Page -
◇ ◇ ◇ ◇ ◇ ◇ ◇

I have defined a hash table keyword_table
to store all the keywords of my language. Here is part of the code:
(* parser.mly *)
%token CALL CASE CLOSE CONST
...
reserved_identifier:
| CALL { "Call" }
| CASE { "Case" }
| CLOSE { "Close" }
| CONST { "Const" }
...
(* lexer.mll *)
{let hash_table list =
let tbl = Hashtbl.create (List.length list) in
List.iter (fun (s, t) -> Hashtbl.add tbl (lowercase s) t) list;
tbl
let keyword_table = hash_table [
"Call", CALL; "Case", CASE; "Close", CLOSE; "Const", CONST;
... ]}
rule token = parse
| lex_identifier as li
{ try Hashtbl.find keyword_table (lowercase li)
with Not_found -> IDENTIFIER li }
As there are a lot of keywords, I really would like to avoid as much as possible from repeat code.
In parser.mly
, it seems that %token CALL CASE ...
could not be simplified, because each token must be defined explicitly. However, for reserved_identifier
part, is there possible to call a function to return a string from a token, instead of hard coding each string?
So, that suggests probably that a hash table is not suitable for this purpose. Which data structure is best choice for a search from both sides (we assume that each key from both sides is unique)? As a result, we want to realize find_0 table "Call"
returns token CALL
(used in lexer.mll
) and find_1 table CALL
returns "Call"
(used in parser.mly
).
Also, if this table
can be defined, where should I put it so that parser.mly
can use it?

◇ ◇ ◇ ◇ ◇ ◇ ◇

Records provided -
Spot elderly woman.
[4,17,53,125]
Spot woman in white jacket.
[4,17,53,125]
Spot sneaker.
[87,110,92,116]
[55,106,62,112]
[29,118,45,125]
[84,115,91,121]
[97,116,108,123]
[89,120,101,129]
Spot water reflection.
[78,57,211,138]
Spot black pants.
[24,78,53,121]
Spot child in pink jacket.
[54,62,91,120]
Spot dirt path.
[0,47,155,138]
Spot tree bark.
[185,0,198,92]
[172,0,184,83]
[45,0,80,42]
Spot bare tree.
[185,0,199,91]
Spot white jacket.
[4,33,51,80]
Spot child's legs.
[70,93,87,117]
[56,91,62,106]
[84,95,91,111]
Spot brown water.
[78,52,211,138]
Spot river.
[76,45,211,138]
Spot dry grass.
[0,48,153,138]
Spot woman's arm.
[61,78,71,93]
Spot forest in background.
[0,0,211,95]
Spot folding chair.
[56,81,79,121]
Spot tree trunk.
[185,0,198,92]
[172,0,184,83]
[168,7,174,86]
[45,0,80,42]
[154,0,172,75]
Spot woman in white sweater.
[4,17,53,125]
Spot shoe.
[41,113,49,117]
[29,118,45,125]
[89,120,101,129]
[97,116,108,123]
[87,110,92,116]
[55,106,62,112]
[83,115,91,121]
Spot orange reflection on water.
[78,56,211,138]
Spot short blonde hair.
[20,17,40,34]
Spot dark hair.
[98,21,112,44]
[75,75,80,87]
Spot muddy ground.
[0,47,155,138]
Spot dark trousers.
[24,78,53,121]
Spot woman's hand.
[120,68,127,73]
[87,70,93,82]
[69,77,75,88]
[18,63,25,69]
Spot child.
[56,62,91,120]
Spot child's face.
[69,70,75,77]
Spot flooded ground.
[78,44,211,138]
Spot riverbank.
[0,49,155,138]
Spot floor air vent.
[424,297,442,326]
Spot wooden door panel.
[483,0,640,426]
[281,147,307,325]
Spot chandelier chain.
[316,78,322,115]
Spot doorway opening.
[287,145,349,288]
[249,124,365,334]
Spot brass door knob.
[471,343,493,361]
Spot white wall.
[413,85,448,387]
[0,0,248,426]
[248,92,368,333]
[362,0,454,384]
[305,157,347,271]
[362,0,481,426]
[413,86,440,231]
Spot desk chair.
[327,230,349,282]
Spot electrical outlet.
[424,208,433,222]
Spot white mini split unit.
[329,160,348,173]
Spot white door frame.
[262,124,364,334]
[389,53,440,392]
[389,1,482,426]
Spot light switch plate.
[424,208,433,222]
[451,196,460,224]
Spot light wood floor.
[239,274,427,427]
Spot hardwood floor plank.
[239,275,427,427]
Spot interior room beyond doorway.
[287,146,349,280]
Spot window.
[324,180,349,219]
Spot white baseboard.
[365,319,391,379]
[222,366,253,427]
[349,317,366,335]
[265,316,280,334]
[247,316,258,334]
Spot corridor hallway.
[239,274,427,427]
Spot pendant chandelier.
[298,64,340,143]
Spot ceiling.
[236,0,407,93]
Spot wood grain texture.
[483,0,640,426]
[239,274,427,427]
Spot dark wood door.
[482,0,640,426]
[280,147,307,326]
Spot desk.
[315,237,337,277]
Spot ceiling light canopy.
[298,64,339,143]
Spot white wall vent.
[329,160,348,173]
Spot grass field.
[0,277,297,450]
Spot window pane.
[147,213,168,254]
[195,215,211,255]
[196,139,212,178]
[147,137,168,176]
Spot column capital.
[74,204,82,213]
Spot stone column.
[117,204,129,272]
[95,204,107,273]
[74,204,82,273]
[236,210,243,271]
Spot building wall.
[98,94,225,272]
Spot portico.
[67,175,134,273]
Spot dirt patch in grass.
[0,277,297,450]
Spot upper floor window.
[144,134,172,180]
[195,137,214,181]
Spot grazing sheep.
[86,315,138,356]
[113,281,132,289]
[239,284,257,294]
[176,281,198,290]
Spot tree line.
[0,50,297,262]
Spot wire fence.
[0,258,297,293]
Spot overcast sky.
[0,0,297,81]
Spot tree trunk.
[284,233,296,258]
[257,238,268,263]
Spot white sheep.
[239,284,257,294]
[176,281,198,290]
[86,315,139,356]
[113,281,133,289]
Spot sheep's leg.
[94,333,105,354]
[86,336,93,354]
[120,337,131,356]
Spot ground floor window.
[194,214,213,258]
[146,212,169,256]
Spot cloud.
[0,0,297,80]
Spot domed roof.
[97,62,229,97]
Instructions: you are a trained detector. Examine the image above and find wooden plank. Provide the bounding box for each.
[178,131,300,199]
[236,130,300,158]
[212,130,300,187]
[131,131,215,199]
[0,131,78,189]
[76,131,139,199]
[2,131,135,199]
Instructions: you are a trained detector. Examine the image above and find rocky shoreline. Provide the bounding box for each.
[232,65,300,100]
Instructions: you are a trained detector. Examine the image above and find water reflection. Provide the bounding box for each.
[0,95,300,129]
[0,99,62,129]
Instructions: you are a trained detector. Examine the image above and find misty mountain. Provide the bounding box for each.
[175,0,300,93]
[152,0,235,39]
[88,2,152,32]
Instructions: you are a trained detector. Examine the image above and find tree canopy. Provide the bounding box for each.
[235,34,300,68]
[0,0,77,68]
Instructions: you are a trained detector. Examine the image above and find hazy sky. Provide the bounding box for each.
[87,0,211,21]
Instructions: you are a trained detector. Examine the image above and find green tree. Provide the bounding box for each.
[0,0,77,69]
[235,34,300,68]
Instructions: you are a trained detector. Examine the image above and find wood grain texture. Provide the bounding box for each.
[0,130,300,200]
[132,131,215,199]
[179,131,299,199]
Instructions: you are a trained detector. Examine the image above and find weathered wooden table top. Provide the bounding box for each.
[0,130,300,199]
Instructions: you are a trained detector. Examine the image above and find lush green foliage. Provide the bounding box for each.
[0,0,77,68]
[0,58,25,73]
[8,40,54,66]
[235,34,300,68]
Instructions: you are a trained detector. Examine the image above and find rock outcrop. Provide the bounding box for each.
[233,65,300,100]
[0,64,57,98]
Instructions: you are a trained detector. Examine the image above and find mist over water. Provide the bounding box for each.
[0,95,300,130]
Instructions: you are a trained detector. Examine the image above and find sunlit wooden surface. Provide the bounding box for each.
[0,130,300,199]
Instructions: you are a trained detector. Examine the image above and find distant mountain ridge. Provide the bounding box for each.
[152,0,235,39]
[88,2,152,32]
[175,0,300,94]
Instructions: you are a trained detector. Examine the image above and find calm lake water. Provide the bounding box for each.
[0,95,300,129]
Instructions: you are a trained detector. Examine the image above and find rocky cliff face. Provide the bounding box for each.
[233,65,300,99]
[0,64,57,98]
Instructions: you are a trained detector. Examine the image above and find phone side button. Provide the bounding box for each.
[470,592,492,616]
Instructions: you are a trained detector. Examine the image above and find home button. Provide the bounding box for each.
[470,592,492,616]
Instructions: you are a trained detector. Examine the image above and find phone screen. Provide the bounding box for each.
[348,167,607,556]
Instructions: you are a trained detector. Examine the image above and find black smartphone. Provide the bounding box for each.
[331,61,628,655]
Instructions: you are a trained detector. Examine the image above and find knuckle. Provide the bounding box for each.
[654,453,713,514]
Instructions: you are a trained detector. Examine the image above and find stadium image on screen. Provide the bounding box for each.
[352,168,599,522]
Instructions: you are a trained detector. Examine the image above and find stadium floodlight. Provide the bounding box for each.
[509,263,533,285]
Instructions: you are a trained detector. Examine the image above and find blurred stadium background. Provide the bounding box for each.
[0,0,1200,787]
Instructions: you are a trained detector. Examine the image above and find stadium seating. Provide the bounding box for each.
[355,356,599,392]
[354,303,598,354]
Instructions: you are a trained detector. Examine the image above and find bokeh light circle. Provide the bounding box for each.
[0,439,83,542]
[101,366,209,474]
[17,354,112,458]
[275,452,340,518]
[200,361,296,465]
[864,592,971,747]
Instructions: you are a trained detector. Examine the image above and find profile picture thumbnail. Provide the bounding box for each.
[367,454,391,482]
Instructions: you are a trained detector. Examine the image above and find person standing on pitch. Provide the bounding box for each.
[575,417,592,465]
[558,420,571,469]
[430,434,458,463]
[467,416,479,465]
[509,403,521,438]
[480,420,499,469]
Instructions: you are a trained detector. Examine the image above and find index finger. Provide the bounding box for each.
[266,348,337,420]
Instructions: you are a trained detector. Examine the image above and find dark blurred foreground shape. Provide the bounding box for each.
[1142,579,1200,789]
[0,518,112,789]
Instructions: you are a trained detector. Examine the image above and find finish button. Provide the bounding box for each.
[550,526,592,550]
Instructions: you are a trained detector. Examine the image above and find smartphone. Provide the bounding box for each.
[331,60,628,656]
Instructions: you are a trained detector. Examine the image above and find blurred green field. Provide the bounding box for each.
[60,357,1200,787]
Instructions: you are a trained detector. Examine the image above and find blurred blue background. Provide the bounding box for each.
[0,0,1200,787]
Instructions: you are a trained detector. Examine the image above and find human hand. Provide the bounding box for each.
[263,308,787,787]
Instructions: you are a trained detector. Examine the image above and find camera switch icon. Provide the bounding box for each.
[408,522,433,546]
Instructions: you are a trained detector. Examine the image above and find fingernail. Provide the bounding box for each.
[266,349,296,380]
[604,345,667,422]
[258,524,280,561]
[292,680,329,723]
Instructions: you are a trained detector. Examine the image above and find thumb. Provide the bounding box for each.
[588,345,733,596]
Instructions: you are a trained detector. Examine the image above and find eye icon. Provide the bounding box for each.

◇ ◇ ◇ ◇ ◇ ◇ ◇

What you should do -
Please repeat word for word the part of the keyword-table post that opens with the words "returns token CALL" and closes with "can use it?".

Result -
returns token CALL
(used in lexer.mll
) and find_1 table CALL
returns "Call"
(used in parser.mly
).
Also, if this table
can be defined, where should I put it so that parser.mly
can use it?